*** TEXTE SOURCE ***
Université de Douala : Les associations ethniques attirent les étudiants

Université de Douala : Les associations ethniques attirent les étudiants

C’est le refuge de ceux qui viennent d’ailleurs et qui veulent rester en contact avec leur culture.

Sandrine Tonlio (Stagiaire)
Source: http://www.quotidienmutations.info
21/7/08

Assis sur une scène de spectacle construite au lieu dit "Mont des oliviers" à l’Université de Douala, calepins à main, les membres du club Aedele (Association estudiantine de la Lékié) sont imperturbables. "Nous nous retrouvons ici tous les samedis pour discuter entre frères de la Lékié", confie une adhérente. Ce club, qui existe depuis près de 60 ans, a pour objectif premier de promouvoir la culture de cette localité de la province du Centre. "Ensuite, nous développons l’esprit d’entraide et de partage au sein du groupement", explique Jeanne Ninon Ada, chargée de la communication de l’association. La Jescoba (Jeunesse estudiantine et scolaire Bafou), elle, ne semble pas moins active au sein du campus. Elle a pour buts, entre autres, de réunir la jeunesse Bafou, arrondissement de Dschang à l’Ouest cameroun. L’association promeut aussi la culture yemba.
*** LIGNES DU LISTING ***
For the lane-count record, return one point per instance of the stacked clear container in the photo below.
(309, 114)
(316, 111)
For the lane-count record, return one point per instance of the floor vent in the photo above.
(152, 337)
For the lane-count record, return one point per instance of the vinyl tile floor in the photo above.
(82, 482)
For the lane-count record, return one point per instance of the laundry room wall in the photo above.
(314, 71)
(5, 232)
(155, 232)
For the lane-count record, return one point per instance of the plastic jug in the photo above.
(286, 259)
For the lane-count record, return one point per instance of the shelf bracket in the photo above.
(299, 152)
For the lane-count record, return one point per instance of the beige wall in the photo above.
***
#### [CONSIGNE DÉTAILLÉE]
Extrayez intégralement l'article sur les associations ethniques de l'Université de Douala, en le reproduisant à l'identique.

#### [RÉSULTAT ATTENDU]
Université de Douala : Les associations ethniques attirent les étudiants

Université de Douala : Les associations ethniques attirent les étudiants

C’est le refuge de ceux qui viennent d’ailleurs et qui veulent rester en contact avec leur culture.

Sandrine Tonlio (Stagiaire)
Source: http://www.quotidienmutations.info
21/7/08

Assis sur une scène de spectacle construite au lieu dit "Mont des oliviers" à l’Université de Douala, calepins à main, les membres du club Aedele (Association estudiantine de la Lékié) sont imperturbables. "Nous nous retrouvons ici tous les samedis pour discuter entre frères de la Lékié", confie une adhérente. Ce club, qui existe depuis près de 60 ans, a pour objectif premier de promouvoir la culture de cette localité de la province du Centre. "Ensuite, nous développons l’esprit d’entraide et de partage au sein du groupement", explique Jeanne Ninon Ada, chargée de la communication de l’association. La Jescoba (Jeunesse estudiantine et scolaire Bafou), elle, ne semble pas moins active au sein du campus. Elle a pour buts, entre autres, de réunir la jeunesse Bafou, arrondissement de Dschang à l’Ouest cameroun. L’association promeut aussi la culture yemba.